PROBLEM. Rewrite all of the material below, swapping each occurrence of "arched window" for "round window" and leaving everything else unchanged.
★ ★ ★ ★ ★ ★ ★
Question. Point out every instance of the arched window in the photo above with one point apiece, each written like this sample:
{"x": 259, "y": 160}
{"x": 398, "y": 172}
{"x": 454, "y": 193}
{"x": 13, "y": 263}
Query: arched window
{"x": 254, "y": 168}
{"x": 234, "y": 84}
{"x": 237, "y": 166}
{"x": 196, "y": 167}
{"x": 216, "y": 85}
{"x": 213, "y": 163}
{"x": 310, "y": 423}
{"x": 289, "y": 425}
★ ★ ★ ★ ★ ★ ★
PROBLEM SOLUTION.
Question. Point out every instance of the round window in the photo above with one point apiece, each written like this sample:
{"x": 259, "y": 160}
{"x": 398, "y": 172}
{"x": 454, "y": 193}
{"x": 13, "y": 263}
Query: round window
{"x": 254, "y": 168}
{"x": 234, "y": 84}
{"x": 237, "y": 166}
{"x": 196, "y": 167}
{"x": 216, "y": 85}
{"x": 213, "y": 163}
{"x": 310, "y": 423}
{"x": 289, "y": 425}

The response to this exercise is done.